WHAT IS EXPECTED
Count the lines in the data below that contain the word "dome". Give only the number.

_ _ _ _

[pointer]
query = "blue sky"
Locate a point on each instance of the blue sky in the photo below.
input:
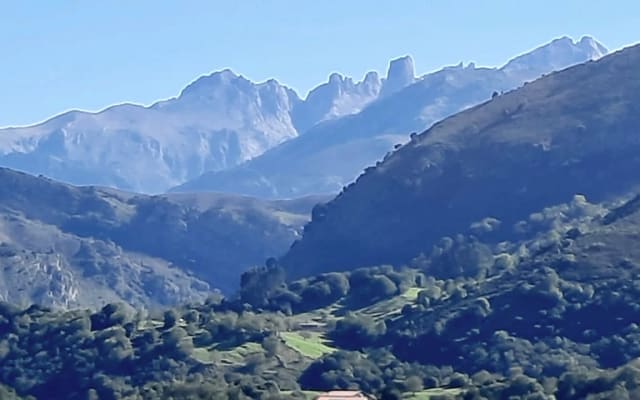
(59, 55)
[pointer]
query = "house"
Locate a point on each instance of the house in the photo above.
(344, 395)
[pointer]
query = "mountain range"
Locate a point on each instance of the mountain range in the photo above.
(222, 120)
(570, 132)
(67, 246)
(332, 154)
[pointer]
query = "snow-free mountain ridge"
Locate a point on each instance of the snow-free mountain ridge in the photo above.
(332, 154)
(223, 120)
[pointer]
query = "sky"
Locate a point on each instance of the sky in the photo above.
(65, 54)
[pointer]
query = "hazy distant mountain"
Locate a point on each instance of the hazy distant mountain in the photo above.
(333, 153)
(69, 246)
(217, 122)
(574, 131)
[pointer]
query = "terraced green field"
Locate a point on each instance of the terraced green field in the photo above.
(429, 393)
(313, 347)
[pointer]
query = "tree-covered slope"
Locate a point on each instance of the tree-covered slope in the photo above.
(574, 131)
(69, 246)
(550, 317)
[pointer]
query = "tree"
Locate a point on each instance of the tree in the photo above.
(414, 384)
(170, 319)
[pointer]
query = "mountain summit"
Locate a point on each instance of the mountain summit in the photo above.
(223, 120)
(332, 154)
(571, 132)
(401, 74)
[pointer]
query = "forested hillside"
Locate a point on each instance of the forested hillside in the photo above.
(574, 131)
(555, 315)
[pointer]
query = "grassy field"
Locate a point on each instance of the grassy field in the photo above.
(313, 347)
(429, 393)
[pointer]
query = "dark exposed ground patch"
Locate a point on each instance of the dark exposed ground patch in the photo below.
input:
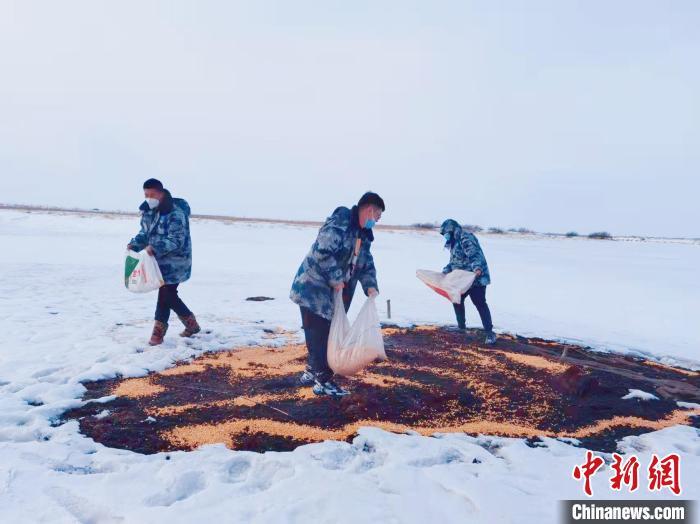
(436, 380)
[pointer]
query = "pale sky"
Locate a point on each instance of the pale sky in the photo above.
(555, 115)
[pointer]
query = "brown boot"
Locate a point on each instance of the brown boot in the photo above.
(159, 329)
(191, 326)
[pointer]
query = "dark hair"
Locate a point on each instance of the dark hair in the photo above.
(370, 198)
(152, 183)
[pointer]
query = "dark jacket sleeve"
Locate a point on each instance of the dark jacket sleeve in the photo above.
(473, 253)
(367, 273)
(328, 247)
(141, 239)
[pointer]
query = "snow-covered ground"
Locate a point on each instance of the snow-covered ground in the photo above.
(65, 317)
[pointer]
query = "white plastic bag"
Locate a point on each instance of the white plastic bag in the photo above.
(141, 272)
(450, 285)
(353, 348)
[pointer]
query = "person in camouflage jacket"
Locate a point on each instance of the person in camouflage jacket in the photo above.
(466, 254)
(339, 259)
(165, 234)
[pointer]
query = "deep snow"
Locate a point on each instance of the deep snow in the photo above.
(66, 317)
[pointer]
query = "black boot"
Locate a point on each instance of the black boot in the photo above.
(461, 316)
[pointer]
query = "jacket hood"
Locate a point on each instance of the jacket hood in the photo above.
(364, 233)
(167, 204)
(450, 225)
(182, 204)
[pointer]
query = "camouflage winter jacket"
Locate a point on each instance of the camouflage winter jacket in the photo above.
(466, 253)
(329, 263)
(167, 229)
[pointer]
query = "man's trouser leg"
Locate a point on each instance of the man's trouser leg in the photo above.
(316, 329)
(169, 299)
(460, 313)
(478, 296)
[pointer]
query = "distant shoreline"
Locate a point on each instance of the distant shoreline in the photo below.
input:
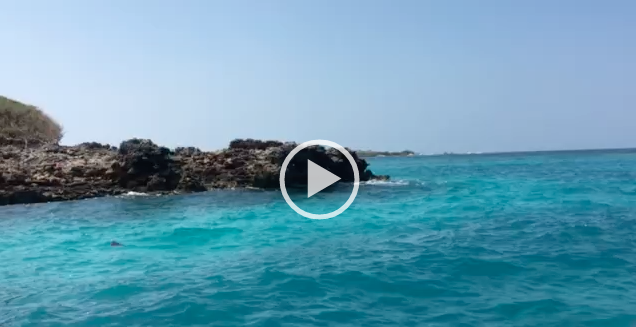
(370, 153)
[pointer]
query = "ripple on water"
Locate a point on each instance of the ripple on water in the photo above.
(505, 240)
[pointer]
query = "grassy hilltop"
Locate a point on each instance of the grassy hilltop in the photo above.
(370, 153)
(27, 122)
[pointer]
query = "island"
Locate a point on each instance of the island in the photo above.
(370, 153)
(36, 168)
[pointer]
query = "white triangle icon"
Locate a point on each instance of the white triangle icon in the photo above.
(318, 178)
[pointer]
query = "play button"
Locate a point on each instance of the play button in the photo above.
(318, 178)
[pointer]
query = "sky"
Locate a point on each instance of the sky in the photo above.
(429, 76)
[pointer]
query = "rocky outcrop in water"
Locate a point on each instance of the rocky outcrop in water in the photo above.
(48, 172)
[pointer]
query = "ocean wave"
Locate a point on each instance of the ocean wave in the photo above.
(389, 183)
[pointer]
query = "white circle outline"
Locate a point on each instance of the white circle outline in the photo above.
(356, 179)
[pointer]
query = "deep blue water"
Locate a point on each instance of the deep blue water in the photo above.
(490, 240)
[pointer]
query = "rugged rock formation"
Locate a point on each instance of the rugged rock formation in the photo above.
(56, 173)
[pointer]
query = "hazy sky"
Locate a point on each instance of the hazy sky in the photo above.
(431, 76)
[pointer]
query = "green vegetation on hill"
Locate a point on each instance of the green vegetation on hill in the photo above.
(369, 153)
(23, 121)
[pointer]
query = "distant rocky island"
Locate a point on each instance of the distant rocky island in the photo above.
(369, 153)
(36, 168)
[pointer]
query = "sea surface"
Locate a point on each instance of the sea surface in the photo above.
(528, 239)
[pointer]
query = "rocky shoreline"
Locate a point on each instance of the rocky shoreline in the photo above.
(33, 172)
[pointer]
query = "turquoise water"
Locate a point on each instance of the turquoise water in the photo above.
(498, 240)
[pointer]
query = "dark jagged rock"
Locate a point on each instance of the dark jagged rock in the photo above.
(187, 151)
(252, 144)
(52, 172)
(146, 167)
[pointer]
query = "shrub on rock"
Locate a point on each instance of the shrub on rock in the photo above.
(27, 122)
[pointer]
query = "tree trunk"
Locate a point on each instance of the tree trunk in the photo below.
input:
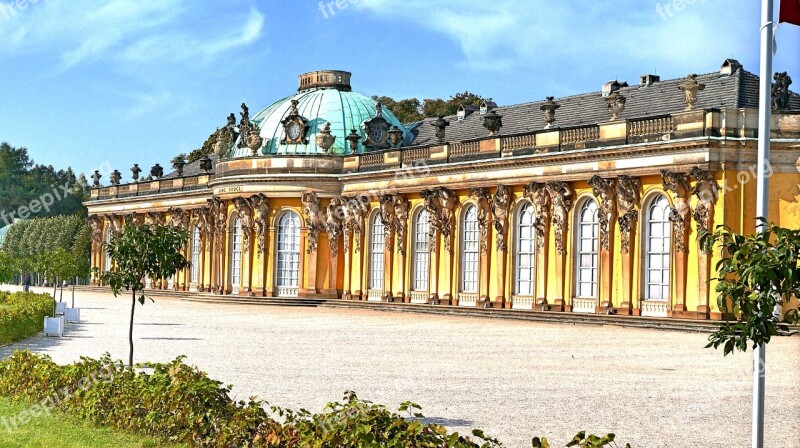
(130, 330)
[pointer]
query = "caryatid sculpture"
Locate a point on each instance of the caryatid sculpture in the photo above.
(401, 206)
(540, 197)
(260, 204)
(561, 196)
(678, 185)
(707, 191)
(501, 201)
(314, 219)
(333, 224)
(603, 190)
(482, 198)
(628, 198)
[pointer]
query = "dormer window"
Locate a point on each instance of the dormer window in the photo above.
(487, 105)
(465, 111)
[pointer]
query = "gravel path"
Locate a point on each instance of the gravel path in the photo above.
(512, 379)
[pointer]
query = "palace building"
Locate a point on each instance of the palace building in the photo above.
(592, 203)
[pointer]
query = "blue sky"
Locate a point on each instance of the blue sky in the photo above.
(88, 82)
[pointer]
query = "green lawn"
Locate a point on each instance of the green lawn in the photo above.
(61, 431)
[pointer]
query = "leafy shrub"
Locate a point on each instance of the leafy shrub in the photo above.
(22, 315)
(179, 403)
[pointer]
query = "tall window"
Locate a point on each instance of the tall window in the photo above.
(376, 253)
(196, 243)
(288, 259)
(586, 263)
(422, 254)
(108, 258)
(236, 255)
(470, 239)
(657, 255)
(526, 251)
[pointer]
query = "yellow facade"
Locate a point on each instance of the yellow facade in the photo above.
(696, 171)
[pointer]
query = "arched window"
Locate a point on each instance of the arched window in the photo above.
(470, 242)
(288, 255)
(376, 253)
(108, 257)
(657, 250)
(526, 252)
(236, 255)
(422, 254)
(586, 258)
(196, 244)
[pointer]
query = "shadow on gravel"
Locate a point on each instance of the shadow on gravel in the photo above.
(172, 339)
(162, 325)
(446, 421)
(40, 343)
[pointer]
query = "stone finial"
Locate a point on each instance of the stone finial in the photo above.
(96, 179)
(206, 165)
(179, 163)
(441, 126)
(135, 171)
(615, 104)
(395, 136)
(353, 138)
(157, 171)
(549, 108)
(116, 176)
(690, 86)
(493, 122)
(324, 139)
(780, 91)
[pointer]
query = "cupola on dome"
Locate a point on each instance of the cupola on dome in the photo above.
(321, 119)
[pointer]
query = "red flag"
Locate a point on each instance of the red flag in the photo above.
(790, 11)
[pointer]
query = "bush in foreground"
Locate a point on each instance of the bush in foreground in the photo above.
(22, 315)
(179, 403)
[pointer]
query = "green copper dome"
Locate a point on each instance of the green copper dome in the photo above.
(323, 98)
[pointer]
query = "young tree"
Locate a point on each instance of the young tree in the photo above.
(139, 252)
(757, 273)
(7, 267)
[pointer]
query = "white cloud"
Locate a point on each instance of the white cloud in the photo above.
(131, 30)
(507, 34)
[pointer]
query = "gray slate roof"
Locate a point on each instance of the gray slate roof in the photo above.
(738, 90)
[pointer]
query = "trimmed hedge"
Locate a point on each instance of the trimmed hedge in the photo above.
(179, 403)
(23, 314)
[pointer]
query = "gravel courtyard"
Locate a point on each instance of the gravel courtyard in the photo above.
(512, 379)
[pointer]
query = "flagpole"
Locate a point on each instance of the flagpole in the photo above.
(762, 200)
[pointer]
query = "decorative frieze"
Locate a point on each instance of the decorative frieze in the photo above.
(706, 190)
(314, 220)
(678, 185)
(482, 198)
(540, 197)
(501, 201)
(628, 198)
(603, 190)
(561, 195)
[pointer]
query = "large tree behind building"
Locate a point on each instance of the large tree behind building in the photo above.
(22, 182)
(412, 109)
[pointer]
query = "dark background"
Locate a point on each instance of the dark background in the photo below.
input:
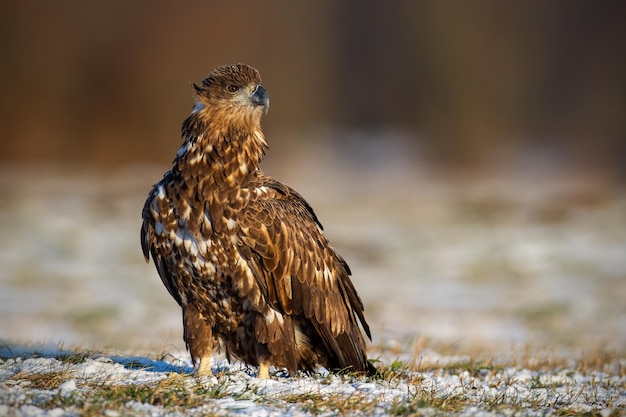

_ _ _ _

TASK RESULT
4